-------- DATA FOR THE TASK --------

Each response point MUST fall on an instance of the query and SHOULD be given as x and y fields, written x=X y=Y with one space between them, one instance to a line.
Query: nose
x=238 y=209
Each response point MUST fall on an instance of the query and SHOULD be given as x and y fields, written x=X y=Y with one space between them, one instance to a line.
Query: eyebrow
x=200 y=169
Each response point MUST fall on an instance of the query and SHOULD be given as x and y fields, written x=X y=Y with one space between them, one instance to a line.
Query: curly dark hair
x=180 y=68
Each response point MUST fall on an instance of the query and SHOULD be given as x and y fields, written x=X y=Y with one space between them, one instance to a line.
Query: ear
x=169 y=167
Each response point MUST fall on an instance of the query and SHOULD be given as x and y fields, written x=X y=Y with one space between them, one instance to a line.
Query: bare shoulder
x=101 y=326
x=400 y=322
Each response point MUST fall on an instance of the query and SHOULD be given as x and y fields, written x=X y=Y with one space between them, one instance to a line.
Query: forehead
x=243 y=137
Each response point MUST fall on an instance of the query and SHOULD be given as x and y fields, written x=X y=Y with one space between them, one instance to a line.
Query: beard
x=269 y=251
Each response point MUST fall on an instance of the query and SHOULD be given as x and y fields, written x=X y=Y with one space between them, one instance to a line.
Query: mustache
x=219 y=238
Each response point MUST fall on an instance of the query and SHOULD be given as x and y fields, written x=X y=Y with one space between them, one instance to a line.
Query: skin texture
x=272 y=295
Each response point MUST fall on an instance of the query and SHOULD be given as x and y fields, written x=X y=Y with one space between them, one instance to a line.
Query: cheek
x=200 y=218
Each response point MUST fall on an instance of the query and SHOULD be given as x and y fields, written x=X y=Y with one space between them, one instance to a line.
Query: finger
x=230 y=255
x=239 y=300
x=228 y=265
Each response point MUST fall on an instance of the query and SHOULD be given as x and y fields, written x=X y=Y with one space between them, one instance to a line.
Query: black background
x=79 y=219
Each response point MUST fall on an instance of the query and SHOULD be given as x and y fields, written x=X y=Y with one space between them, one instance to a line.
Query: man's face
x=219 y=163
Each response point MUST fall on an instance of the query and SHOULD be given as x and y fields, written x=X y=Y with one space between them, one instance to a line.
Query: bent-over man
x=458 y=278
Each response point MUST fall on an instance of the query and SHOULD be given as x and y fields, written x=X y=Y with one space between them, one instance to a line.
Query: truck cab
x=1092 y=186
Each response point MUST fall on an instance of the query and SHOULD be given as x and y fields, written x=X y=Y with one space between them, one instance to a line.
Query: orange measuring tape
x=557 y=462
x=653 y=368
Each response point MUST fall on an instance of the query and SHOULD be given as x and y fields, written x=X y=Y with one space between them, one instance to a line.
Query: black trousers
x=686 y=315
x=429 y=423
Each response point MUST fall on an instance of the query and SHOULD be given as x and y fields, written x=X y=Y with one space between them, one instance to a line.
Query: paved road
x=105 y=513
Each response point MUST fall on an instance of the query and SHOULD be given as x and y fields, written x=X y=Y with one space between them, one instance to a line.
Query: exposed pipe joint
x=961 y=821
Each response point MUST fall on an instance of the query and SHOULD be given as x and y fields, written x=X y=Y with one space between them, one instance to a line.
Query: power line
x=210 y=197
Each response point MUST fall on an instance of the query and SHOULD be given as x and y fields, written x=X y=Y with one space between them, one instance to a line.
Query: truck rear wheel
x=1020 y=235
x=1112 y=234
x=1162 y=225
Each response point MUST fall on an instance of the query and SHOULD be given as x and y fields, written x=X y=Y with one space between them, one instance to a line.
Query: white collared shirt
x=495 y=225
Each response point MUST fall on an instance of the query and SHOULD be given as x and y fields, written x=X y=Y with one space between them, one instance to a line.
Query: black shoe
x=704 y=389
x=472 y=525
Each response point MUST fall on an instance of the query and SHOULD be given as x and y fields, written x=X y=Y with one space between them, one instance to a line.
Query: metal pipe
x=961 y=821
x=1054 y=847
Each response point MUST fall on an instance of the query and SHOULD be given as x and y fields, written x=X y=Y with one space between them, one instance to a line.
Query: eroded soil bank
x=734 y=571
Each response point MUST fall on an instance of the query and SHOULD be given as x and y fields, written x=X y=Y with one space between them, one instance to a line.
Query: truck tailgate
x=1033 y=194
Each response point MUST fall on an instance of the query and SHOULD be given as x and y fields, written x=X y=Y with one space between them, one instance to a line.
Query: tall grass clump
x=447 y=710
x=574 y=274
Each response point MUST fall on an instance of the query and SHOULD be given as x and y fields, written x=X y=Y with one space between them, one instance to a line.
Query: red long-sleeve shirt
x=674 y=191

--------

Copy all data exactly, start to finish.

Each response point MUST fall on an instance of the query and SHOULD be given as x and y fields, written x=X y=Y with one space between them, one instance to a line.
Query: nose
x=238 y=209
Each response point MUST fall on an instance of the query and SHOULD be given as x and y fields, written x=X y=Y with one space between them, one instance to a line.
Query: eyebrow
x=200 y=169
Each response point MUST fall on an instance of the query and SHOULD be given as x and y fields, written x=X y=Y with one space between them, one instance to a line.
Query: curly dark hair
x=180 y=68
Each response point MUST fall on an instance of the query and SHOULD be given as x and y fields, written x=X y=Y with one space between them, one instance to a line.
Query: ear
x=169 y=167
Each response point MUST fall on an instance of the query and SHOULD be given as x and y fields, written x=X y=Y with one space between them, one instance to a line.
Query: bare shoulder
x=101 y=326
x=400 y=322
Each response point MUST fall on an instance of the query and SHOULD be given as x and y fields, written x=X y=Y with one space between them, one instance to a line.
Query: forehead
x=243 y=137
Each response point MUST fall on an instance of the query and SHOULD be given as x and y fields, written x=X y=Y with one space between them, one instance to a line.
Query: beard
x=269 y=251
Each response point MUST fall on an instance of the query and SHOULD be given as x and y fields, written x=X y=Y with one space between them, one instance to a line.
Query: mustache
x=219 y=238
Each response point MUST fall on an instance of the query and SHOULD be given as x and y fields, written x=X y=Y with one space between them, one instance to a line.
Query: skin texture
x=272 y=295
Each response point MUST fall on an instance of the query and SHOULD be given as x and y fields, written x=X y=Y with one space between them, one instance to a line.
Query: cheek
x=200 y=218
Each response point MUST fall on an instance of the query and SHOULD be given as x and y fields, written x=X y=Y with one space between them, one instance to a line.
Query: finger
x=230 y=255
x=239 y=300
x=228 y=265
Each response point MUST fall on an instance of the query and SHOULD be given as x and y fields, written x=X y=Y with one space between them, one instance to a line.
Query: black background
x=79 y=219
Each response point MUST fall on an instance of the query and SHOULD be given as x and y fields, written x=X y=Y with one space between them, one instance to a line.
Query: man's face
x=219 y=163
Each response point MUST fall on an instance of the query and SHOULD be given as x and y fields, written x=X y=Y with one space between them, one instance to a line.
Query: bent-over man
x=458 y=278
Each response point MUST fall on an instance of the query and SHOULD be given as x and y fields, written x=X y=Y with one space between them, one instance to a line.
Query: truck cab
x=1092 y=186
Each response point MUST fall on an instance of the query and SHOULD be given as x and y fields, written x=X y=Y with one space between them, one instance to a line.
Query: orange measuring tape
x=557 y=462
x=653 y=368
Each response point MUST fall on an instance of the query and SHOULD be given as x and y fields, written x=X y=Y with one space between them, one instance to a line.
Query: black trousers
x=686 y=315
x=429 y=423
Each response point MUST fall on an instance of the query and SHOULD be given as x and y fields, written x=X y=Y with one space between them, one instance to a line.
Query: paved road
x=105 y=513
Each response point MUST fall on an instance of the query and SHOULD be given as x and y fields, written x=X y=Y with one space between them, one instance to a line.
Query: exposed pipe joint
x=961 y=821
Each response point MUST fall on an instance of the query and SHOULD be given as x and y fields, written x=X y=Y with one space between them, one instance to a line.
Query: power line
x=210 y=197
Each response point MUST fall on an instance of the query and SHOULD be given as x and y fields, written x=X y=Y with one space between them, one instance to a line.
Query: truck rear wheel
x=1020 y=235
x=1112 y=234
x=1162 y=225
Each response point MUST fall on an instance of the query and SHOULD be given as x and y fields, written x=X y=Y with one space between them, one instance to a line.
Query: white collared shirt
x=495 y=225
Each response point MUST fall on an instance of the query and SHOULD be given as x and y fields, written x=X y=Y with one space between them, one instance to a line.
Query: black shoe
x=704 y=389
x=472 y=525
Each response point MUST fall on an instance of the query and SHOULD be given as x and y fields, written x=X y=Y with one space between them, one instance to a line.
Query: metal pipe
x=961 y=821
x=1054 y=847
Each response point MUST fall on an instance of the query and SHOULD be given as x and y fields, written x=X y=Y with one space between them, one instance to a line.
Query: eroded soil bank
x=734 y=571
Each response point MUST fall on an instance of the query and SHOULD be given as x and y fields, written x=X y=Y with one space between them, one instance to a line.
Query: truck tailgate
x=1033 y=194
Each response point MUST fall on an instance of the query and SHOULD be given as x and y fields, written x=X y=Y with one space between them, one instance to a line.
Query: tall grass clump
x=447 y=710
x=574 y=274
Each response point MUST fall on an instance of the query and SHOULD be given as x and y fields, written x=X y=Y with one space between them, one instance to a line.
Query: red long-sleeve shirt
x=674 y=191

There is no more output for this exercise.